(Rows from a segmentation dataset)
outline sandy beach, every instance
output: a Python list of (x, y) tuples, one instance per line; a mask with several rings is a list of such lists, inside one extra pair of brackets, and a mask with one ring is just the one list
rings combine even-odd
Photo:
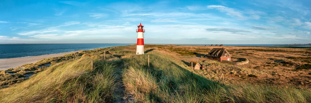
[[(79, 52), (80, 51), (77, 51)], [(27, 64), (34, 63), (49, 58), (59, 57), (73, 53), (73, 51), (26, 57), (0, 59), (0, 70), (15, 68)]]

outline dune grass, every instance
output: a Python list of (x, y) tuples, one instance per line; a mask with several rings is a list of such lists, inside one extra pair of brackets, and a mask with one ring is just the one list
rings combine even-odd
[[(102, 102), (116, 98), (115, 66), (96, 55), (61, 62), (0, 90), (2, 102)], [(94, 60), (94, 69), (91, 62)]]
[[(123, 50), (126, 47), (92, 50), (78, 60), (56, 63), (28, 79), (0, 89), (0, 101), (311, 102), (309, 88), (218, 84), (192, 72), (182, 61), (160, 52), (136, 55)], [(102, 53), (107, 49), (109, 54), (104, 60)]]
[(138, 102), (308, 103), (311, 90), (247, 83), (230, 85), (192, 74), (181, 62), (160, 54), (127, 56), (123, 83)]

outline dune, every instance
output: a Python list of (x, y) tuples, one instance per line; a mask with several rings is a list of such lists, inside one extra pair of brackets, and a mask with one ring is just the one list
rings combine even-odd
[[(81, 51), (81, 50), (75, 52)], [(25, 64), (34, 63), (43, 59), (61, 56), (72, 53), (74, 51), (71, 51), (34, 56), (0, 59), (0, 70), (5, 70), (10, 68), (15, 68)]]

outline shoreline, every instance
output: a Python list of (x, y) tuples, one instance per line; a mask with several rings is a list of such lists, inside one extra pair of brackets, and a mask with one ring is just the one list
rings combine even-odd
[[(89, 50), (93, 49), (86, 50)], [(24, 64), (35, 63), (38, 61), (44, 59), (46, 59), (49, 58), (62, 56), (65, 55), (73, 53), (74, 52), (80, 52), (81, 51), (83, 51), (83, 50), (74, 51), (67, 52), (33, 56), (18, 57), (6, 59), (0, 59), (0, 71), (5, 70), (10, 68), (14, 68), (21, 66)]]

Written problem
Output every line of the rows above as a JSON list of strings, one string per line, omitting blank lines and leaving out the pictures.

Solution below
[
  "outline sandy beach, every instance",
  "output: a Python list of (x, y) tuples, one instance per line; a mask with several rings is a list of such lists, inside one extra pair of brackets, and a mask with one ring is just the one list",
  "rings combine even-odd",
  "Photo:",
  "[[(79, 52), (80, 51), (77, 51)], [(27, 64), (34, 63), (49, 58), (59, 57), (73, 53), (73, 51), (26, 57), (0, 59), (0, 70), (15, 68)]]",
  "outline dune grass, every instance",
  "output: a Python list of (x, y) tuples, one instance per line; a mask with several rings is a list of such lists, inside one extra pair of brackets, and a mask with one ring is just the one list",
  "rings combine even-odd",
  "[[(102, 102), (116, 98), (115, 66), (96, 55), (61, 62), (0, 90), (2, 102)], [(94, 60), (94, 69), (91, 62)]]",
  "[[(123, 50), (126, 47), (92, 50), (78, 60), (56, 63), (28, 79), (0, 89), (0, 101), (311, 102), (309, 88), (218, 84), (192, 72), (182, 61), (160, 52), (136, 55)], [(102, 53), (107, 49), (109, 54), (104, 60)]]",
  "[(138, 102), (308, 103), (311, 90), (247, 83), (230, 85), (192, 74), (181, 62), (160, 54), (127, 56), (123, 83)]",
  "outline dune, every instance",
  "output: a Python list of (x, y) tuples, one instance per line; a mask with several rings is a list of such lists, inside one extra pair of brackets, and a mask with one ring is just the one list",
  "rings combine even-odd",
  "[[(81, 51), (81, 50), (75, 52)], [(25, 64), (34, 63), (43, 59), (61, 56), (72, 53), (74, 51), (71, 51), (34, 56), (0, 59), (0, 70), (5, 70), (10, 68), (15, 68)]]",
  "outline shoreline, every instance",
  "output: a Python list of (x, y) tuples, one instance per line; a mask with several rings is a list of such lists, inside one extra pair of brackets, and a mask with one ring is just the one list",
  "rings combine even-odd",
  "[[(89, 50), (93, 49), (86, 50)], [(24, 64), (35, 63), (38, 61), (44, 59), (46, 59), (49, 58), (62, 56), (65, 55), (73, 53), (74, 52), (80, 52), (81, 51), (83, 51), (83, 50), (74, 51), (67, 52), (33, 56), (18, 57), (6, 59), (0, 59), (0, 71), (5, 70), (10, 68), (14, 68), (21, 66)]]"
]